■ TEXT SHOWN
What We're Reading: ACA Insurance Tax; Promising Alzheimer Drug; Healthcare Migration to Google

The House voted to delay an Affordable Care Act health insurance tax until 2021 and expand Health Savings Accounts; in a large clinical trial, an Alzheimer drug reduced plaques in the brains of patients and slowed the progression of dementia; after leaving high-profile positions in government and at healthcare organizations, more big names in healthcare are ending up at Google's companies instead of universities.

House Supports Delaying Affordable Care Act Insurance Tax

A health insurance tax under the Affordable Care Act (ACA) that Republicans and some Democrats criticized for causing premiums to increase could be delayed until 2021. The House passed a bill that would delay the tax, which was already suspended for 2019, for 2 more years, reported The Hill. The purpose of the tax is to help fund the ACA’s insurance expansion. The bill also included a measure to expand Health Savings Accounts and increase the number of ACA enrollees who can purchase catastrophic plans with high deductibles.

Alzheimer Drug Reaches Promising Milestone

In a large clinical trial, a drug was shown to reduce plaques in the brains of patients, thus slowing the progression of dementia. According to The New York Times, this represents the first time an Alzheimer drug has successfully done both. The results were presented at the Alzheimer’s Association International Conference. The trial involved patients with mild cognitive impairment or mild Alzheimer dementia. Currently, there are only a few medications that slow memory decline for a few months. The drug still has to go onto a phase 3 trial, where other promising Alzheimer drugs have failed.

Healthcare Execs and Officials Head to Google

More big name healthcare officials and executives are taking jobs at Google’s companies instead of moving onto positions at universities. STAT highlighted how appointments of people like Toby Cosgrove, MD, the former president and CEO of Cleveland Clinic; Robert Califf, MD, former commissioner of the FDA; and Thomas Insel, MD, former director of the National Institute of Mental Health, show that Google’s companies are becoming important players in healthcare.

■ DATA EXCERPTS
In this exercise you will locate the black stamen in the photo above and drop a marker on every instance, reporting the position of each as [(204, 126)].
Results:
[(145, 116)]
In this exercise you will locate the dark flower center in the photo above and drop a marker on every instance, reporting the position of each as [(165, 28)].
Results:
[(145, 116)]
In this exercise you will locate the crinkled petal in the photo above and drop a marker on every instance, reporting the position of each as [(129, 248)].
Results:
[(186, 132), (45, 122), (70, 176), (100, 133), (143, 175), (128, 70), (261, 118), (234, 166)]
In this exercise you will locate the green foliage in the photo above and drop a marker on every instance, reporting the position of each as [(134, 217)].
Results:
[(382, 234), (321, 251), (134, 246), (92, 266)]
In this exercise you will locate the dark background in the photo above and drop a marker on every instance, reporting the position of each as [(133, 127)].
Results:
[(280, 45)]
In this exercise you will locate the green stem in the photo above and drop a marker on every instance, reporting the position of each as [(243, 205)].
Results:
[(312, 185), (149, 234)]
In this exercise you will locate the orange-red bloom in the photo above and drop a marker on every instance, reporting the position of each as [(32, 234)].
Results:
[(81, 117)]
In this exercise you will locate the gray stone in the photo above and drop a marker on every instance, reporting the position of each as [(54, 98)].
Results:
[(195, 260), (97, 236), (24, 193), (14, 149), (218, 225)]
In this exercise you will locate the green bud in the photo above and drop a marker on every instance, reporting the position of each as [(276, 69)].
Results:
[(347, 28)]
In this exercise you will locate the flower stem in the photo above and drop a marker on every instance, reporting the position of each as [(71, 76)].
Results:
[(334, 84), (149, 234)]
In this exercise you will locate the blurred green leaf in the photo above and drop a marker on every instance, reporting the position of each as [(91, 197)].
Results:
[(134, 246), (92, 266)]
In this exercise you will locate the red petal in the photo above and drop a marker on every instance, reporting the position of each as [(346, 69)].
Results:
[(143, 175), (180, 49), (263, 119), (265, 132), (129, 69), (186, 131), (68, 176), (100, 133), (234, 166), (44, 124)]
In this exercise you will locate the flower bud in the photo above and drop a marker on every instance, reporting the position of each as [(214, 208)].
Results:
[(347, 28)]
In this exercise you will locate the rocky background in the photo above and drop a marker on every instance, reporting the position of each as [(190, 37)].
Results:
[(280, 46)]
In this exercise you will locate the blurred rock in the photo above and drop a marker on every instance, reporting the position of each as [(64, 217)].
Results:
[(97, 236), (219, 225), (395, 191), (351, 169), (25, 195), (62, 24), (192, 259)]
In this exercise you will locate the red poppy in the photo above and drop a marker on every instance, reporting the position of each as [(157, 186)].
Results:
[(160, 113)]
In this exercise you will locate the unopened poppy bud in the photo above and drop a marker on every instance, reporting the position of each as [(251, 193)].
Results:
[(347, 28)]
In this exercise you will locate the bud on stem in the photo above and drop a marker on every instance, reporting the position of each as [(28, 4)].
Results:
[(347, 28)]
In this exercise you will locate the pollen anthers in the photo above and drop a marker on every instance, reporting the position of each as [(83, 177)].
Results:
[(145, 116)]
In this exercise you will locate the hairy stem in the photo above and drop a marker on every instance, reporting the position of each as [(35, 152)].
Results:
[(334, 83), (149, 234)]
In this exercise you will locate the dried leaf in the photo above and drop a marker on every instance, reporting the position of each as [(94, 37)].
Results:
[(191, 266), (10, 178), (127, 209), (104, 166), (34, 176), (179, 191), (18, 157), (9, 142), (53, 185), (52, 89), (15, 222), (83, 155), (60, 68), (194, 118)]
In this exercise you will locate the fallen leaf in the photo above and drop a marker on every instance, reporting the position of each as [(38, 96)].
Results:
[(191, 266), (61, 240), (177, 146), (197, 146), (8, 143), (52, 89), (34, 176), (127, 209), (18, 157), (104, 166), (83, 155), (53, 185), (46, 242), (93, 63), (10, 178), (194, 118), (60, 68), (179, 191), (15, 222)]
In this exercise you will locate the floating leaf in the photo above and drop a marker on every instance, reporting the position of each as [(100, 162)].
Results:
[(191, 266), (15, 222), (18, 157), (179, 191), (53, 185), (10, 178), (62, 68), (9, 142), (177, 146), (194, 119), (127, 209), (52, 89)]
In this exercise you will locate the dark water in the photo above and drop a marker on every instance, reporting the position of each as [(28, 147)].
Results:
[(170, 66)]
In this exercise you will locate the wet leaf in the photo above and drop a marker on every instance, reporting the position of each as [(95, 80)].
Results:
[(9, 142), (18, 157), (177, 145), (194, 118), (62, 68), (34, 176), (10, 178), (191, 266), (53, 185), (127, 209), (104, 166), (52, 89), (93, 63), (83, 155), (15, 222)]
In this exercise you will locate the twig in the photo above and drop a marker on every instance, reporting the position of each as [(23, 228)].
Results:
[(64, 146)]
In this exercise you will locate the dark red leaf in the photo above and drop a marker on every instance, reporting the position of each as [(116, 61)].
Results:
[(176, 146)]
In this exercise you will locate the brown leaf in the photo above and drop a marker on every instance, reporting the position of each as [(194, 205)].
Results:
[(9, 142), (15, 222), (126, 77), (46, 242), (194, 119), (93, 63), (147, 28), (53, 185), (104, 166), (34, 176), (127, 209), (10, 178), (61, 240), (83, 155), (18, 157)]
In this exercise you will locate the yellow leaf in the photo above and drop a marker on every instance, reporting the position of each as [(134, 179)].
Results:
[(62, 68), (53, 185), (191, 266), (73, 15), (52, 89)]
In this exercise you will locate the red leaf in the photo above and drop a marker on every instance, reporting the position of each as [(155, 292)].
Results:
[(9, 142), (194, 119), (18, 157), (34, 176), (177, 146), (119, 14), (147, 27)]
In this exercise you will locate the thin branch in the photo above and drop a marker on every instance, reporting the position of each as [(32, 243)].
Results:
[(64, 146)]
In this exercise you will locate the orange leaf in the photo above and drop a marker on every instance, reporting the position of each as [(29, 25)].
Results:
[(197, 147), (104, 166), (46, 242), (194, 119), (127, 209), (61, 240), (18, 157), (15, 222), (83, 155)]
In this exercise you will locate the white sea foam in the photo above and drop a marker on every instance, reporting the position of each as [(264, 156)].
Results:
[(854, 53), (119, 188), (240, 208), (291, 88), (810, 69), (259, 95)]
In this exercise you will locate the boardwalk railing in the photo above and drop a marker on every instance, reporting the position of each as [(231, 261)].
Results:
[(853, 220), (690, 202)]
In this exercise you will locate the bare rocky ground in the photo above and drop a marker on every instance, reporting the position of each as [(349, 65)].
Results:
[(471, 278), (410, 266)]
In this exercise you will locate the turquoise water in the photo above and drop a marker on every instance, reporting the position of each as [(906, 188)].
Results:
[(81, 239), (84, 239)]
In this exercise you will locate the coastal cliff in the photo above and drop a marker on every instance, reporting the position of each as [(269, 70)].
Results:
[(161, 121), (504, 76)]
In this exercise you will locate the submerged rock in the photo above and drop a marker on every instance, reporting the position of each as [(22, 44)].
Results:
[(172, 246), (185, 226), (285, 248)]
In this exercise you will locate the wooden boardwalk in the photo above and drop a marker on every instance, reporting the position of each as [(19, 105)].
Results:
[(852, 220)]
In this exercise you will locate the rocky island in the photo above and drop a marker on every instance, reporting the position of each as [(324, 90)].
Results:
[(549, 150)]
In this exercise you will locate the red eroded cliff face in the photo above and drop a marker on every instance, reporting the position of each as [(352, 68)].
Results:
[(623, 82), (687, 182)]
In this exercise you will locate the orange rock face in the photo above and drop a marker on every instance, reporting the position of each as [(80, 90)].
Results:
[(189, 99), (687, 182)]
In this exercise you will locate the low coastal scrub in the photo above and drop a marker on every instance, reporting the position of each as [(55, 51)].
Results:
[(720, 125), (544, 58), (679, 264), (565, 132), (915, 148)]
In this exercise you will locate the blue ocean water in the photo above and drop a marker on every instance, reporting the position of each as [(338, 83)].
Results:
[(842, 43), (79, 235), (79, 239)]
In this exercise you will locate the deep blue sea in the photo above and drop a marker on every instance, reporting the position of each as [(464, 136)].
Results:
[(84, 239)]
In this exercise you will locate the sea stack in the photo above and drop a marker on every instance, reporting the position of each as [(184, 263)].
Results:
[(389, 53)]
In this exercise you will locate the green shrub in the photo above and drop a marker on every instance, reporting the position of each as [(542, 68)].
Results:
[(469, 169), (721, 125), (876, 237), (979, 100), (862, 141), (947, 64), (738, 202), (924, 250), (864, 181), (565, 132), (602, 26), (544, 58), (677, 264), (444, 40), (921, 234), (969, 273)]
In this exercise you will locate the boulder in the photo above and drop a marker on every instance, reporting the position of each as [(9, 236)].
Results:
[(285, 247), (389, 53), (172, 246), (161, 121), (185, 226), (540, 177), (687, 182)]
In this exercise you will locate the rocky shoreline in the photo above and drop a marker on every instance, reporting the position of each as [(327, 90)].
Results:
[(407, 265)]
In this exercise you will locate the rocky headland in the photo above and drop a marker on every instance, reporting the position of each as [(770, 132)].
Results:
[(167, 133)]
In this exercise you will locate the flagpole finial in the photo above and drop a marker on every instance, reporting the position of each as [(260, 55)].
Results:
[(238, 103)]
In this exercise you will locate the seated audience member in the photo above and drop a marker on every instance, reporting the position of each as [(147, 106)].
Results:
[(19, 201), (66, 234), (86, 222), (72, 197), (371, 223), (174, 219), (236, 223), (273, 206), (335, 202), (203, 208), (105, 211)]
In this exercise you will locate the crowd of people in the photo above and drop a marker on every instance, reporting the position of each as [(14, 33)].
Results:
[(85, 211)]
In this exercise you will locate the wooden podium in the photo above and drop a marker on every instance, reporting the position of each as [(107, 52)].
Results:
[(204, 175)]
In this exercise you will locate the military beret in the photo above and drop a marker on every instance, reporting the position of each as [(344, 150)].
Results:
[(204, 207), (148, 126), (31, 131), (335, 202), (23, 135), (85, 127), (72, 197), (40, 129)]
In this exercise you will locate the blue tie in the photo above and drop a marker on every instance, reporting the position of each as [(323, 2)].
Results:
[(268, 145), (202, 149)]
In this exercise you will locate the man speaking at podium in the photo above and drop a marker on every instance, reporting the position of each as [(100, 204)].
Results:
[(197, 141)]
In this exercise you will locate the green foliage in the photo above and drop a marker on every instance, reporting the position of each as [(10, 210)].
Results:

■ ASSIGNMENT
Where does the news roundup say the results of the Alzheimer drug trial were presented? The listing is separate material from the news roundup.

■ TASK RESPONSE
At the Alzheimer's Association International Conference.